(Items drawn from a data source)
=-=-=

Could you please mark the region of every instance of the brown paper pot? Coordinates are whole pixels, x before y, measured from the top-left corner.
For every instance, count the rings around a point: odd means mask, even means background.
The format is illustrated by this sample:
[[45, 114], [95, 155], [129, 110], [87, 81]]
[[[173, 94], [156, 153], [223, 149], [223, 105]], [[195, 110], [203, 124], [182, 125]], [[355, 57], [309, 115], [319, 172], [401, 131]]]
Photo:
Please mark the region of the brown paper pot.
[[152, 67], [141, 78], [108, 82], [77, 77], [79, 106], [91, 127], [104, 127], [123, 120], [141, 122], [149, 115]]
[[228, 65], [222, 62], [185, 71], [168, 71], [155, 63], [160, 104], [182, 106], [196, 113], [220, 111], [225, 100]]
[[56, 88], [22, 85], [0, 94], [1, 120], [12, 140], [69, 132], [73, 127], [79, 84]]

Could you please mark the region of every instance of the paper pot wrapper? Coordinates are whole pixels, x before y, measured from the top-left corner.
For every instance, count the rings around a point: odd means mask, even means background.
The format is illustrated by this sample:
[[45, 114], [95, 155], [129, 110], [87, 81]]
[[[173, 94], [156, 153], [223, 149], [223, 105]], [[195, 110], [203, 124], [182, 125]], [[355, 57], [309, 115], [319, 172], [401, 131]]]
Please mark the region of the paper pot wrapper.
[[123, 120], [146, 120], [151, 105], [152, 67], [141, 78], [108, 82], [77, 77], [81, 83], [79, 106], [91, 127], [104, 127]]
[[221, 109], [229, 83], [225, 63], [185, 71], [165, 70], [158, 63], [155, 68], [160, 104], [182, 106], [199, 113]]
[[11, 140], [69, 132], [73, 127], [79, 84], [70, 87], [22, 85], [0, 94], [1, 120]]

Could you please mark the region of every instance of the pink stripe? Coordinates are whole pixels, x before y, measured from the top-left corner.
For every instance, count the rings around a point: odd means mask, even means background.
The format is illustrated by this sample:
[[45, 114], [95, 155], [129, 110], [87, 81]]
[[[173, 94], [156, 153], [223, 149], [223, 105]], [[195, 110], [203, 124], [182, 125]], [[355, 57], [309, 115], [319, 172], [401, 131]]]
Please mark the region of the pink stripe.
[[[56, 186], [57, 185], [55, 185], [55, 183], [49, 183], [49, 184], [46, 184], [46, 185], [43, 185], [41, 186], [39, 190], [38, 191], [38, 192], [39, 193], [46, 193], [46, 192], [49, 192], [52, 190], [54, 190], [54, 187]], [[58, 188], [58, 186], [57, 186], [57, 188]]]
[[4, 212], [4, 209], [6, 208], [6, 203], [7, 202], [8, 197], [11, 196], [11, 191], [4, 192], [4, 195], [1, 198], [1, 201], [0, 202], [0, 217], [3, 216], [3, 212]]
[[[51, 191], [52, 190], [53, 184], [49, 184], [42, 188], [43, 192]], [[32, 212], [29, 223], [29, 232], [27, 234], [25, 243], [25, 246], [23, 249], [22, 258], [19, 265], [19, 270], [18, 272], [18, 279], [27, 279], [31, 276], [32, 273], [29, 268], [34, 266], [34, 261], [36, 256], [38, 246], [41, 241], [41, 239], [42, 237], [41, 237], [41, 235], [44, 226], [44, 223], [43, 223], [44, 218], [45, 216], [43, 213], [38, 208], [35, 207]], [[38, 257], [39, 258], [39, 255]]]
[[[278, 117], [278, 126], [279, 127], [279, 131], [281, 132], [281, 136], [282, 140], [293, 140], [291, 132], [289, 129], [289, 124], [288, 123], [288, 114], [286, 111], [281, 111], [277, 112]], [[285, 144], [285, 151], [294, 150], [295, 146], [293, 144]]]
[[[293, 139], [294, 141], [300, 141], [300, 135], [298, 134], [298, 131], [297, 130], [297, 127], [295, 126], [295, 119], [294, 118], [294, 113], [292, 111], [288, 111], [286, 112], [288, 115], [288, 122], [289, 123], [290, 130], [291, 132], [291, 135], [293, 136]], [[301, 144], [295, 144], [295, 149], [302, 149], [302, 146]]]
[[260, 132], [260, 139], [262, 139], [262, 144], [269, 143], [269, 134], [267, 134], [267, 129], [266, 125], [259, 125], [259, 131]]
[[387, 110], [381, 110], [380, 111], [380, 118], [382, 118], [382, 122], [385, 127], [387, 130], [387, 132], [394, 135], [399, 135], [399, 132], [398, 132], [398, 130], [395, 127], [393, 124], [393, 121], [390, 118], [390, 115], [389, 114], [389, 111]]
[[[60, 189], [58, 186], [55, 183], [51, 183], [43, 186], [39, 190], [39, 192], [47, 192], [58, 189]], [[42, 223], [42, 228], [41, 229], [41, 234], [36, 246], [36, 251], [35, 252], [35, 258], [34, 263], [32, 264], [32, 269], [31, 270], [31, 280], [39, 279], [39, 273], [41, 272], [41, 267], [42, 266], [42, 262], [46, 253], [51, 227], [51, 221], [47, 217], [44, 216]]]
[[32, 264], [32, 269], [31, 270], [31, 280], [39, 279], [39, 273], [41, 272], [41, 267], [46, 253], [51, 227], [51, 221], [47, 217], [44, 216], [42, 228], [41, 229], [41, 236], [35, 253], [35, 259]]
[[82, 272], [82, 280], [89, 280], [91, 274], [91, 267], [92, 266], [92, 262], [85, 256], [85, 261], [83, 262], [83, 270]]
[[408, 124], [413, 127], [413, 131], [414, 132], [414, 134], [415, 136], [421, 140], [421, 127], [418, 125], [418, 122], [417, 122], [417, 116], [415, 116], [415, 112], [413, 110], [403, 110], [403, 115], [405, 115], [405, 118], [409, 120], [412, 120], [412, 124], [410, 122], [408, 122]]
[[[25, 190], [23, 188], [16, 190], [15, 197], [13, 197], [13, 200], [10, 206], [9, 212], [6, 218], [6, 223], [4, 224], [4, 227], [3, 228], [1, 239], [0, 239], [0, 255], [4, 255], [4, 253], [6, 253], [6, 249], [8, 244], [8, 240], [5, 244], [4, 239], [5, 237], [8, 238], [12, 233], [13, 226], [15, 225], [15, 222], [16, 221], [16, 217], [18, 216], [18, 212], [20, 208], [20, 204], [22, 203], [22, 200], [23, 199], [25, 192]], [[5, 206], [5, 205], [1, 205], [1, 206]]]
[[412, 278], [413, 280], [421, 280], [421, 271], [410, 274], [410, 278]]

=-=-=

Problem. Reproduce all of the lines above verbatim.

Solution to this task.
Could you please mark the region of every instance of the brown paper pot? Coordinates are whole pixels, x before y, measured from the top-left corner.
For every instance, count the rings around a point: odd means mask, even means background.
The format is illustrated by this sample:
[[45, 114], [95, 155], [129, 110], [87, 81]]
[[[173, 94], [156, 153], [223, 149], [223, 105]], [[195, 110], [203, 124], [182, 125]], [[355, 57], [309, 115], [319, 172], [401, 131]]]
Photo:
Please mark the region of the brown paper pot.
[[152, 67], [141, 78], [108, 82], [77, 77], [79, 106], [91, 127], [104, 127], [123, 120], [141, 122], [149, 115]]
[[228, 65], [222, 62], [185, 71], [168, 71], [155, 63], [160, 104], [182, 106], [196, 113], [220, 111], [225, 100]]
[[56, 88], [22, 85], [0, 94], [1, 120], [12, 140], [69, 132], [73, 127], [79, 84]]

Could you please mark the region of every instance of the paper pot wrapper? Coordinates are whole pixels, x before y, measured from the top-left corner.
For every instance, count the rings around a point: odd means mask, even means background.
The format is illustrated by this sample:
[[45, 114], [95, 155], [129, 110], [87, 81]]
[[[173, 94], [156, 153], [223, 149], [223, 105]], [[195, 110], [203, 124], [182, 125]], [[355, 57], [309, 115], [319, 172], [401, 131]]]
Please mark the region of the paper pot wrapper.
[[123, 120], [146, 120], [151, 105], [152, 67], [141, 78], [108, 82], [77, 77], [81, 83], [79, 106], [91, 127], [104, 127]]
[[221, 109], [229, 83], [225, 63], [185, 71], [165, 70], [158, 63], [155, 68], [160, 104], [182, 106], [199, 113]]
[[11, 140], [69, 132], [73, 127], [79, 84], [70, 87], [22, 85], [0, 94], [1, 120]]

Could you please mark the region of every instance of the pink stripe? Coordinates are whole pixels, x before y, measured from the top-left corner.
For every instance, count the rings around a point: odd means mask, even means background.
The format is illustrated by this sample:
[[45, 114], [95, 155], [129, 110], [87, 81]]
[[[173, 94], [156, 153], [223, 149], [223, 105]], [[195, 110], [203, 124], [182, 125]], [[355, 57], [309, 115], [319, 172], [401, 131]]]
Please mark the region of the pink stripe.
[[[56, 186], [57, 185], [55, 185], [55, 183], [49, 183], [49, 184], [46, 184], [46, 185], [43, 185], [41, 186], [39, 190], [38, 191], [38, 192], [39, 193], [46, 193], [46, 192], [49, 192], [52, 190], [54, 190], [54, 187]], [[58, 188], [58, 186], [57, 186], [57, 188]]]
[[4, 212], [4, 209], [6, 208], [6, 203], [7, 202], [8, 197], [11, 196], [11, 191], [4, 192], [4, 195], [1, 198], [1, 201], [0, 202], [0, 217], [3, 216], [3, 212]]
[[[51, 191], [52, 190], [53, 184], [49, 184], [42, 188], [43, 192]], [[32, 212], [29, 223], [29, 232], [27, 234], [25, 243], [25, 246], [23, 249], [22, 258], [19, 265], [19, 270], [18, 272], [18, 279], [27, 279], [31, 276], [32, 273], [29, 268], [34, 266], [34, 261], [36, 256], [38, 246], [41, 241], [41, 239], [42, 237], [41, 237], [41, 235], [44, 226], [44, 223], [43, 223], [44, 218], [45, 216], [43, 213], [38, 208], [35, 207]], [[38, 257], [39, 258], [39, 255]]]
[[[278, 117], [278, 126], [279, 127], [279, 131], [281, 132], [281, 136], [282, 140], [293, 140], [291, 132], [289, 129], [289, 124], [288, 123], [288, 114], [286, 111], [281, 111], [277, 112]], [[285, 144], [285, 151], [294, 150], [295, 146], [293, 144]]]
[[[293, 139], [294, 141], [300, 141], [300, 135], [298, 134], [298, 131], [297, 130], [297, 127], [295, 126], [295, 119], [294, 118], [294, 113], [292, 111], [288, 111], [286, 112], [288, 115], [288, 122], [289, 123], [290, 130], [291, 132], [291, 135], [293, 136]], [[301, 144], [295, 144], [295, 149], [302, 149], [302, 146]]]
[[260, 132], [260, 139], [262, 139], [262, 144], [269, 143], [269, 134], [267, 134], [267, 129], [266, 125], [259, 125], [259, 131]]
[[387, 110], [381, 110], [380, 111], [380, 118], [382, 118], [382, 122], [385, 127], [387, 130], [387, 132], [394, 135], [399, 135], [399, 132], [398, 132], [398, 130], [395, 127], [393, 124], [393, 121], [390, 118], [390, 115], [389, 114], [389, 111]]
[[[60, 189], [58, 186], [55, 183], [51, 183], [43, 186], [39, 190], [39, 192], [47, 192], [58, 189]], [[42, 223], [42, 228], [41, 229], [41, 234], [36, 246], [36, 251], [35, 252], [35, 258], [34, 263], [32, 264], [32, 269], [31, 270], [31, 280], [39, 279], [39, 273], [41, 272], [41, 267], [42, 266], [42, 262], [46, 253], [51, 227], [51, 221], [47, 217], [44, 216]]]
[[32, 264], [32, 269], [31, 270], [31, 280], [39, 279], [39, 273], [41, 272], [41, 267], [46, 253], [51, 227], [51, 221], [47, 217], [44, 216], [42, 228], [41, 229], [41, 236], [35, 253], [35, 259]]
[[82, 272], [82, 280], [89, 280], [91, 274], [91, 267], [92, 266], [92, 262], [85, 256], [85, 261], [83, 262], [83, 270]]
[[408, 124], [413, 127], [413, 131], [414, 132], [414, 134], [415, 136], [421, 140], [421, 127], [418, 125], [418, 122], [417, 122], [417, 116], [415, 116], [415, 112], [413, 110], [403, 110], [403, 115], [405, 115], [405, 118], [409, 120], [412, 120], [412, 124], [410, 122], [408, 122]]
[[[25, 190], [23, 188], [16, 190], [15, 197], [13, 197], [13, 200], [10, 206], [9, 212], [6, 218], [6, 223], [4, 224], [4, 227], [3, 228], [1, 239], [0, 239], [0, 255], [4, 255], [4, 253], [6, 253], [6, 249], [8, 244], [8, 240], [5, 244], [4, 239], [5, 237], [8, 238], [12, 233], [13, 226], [15, 225], [15, 222], [16, 221], [16, 217], [18, 216], [18, 212], [20, 208], [20, 204], [22, 203], [22, 200], [23, 199], [25, 192]], [[5, 206], [5, 205], [1, 205], [1, 206]]]
[[412, 278], [413, 280], [421, 280], [421, 271], [410, 274], [410, 278]]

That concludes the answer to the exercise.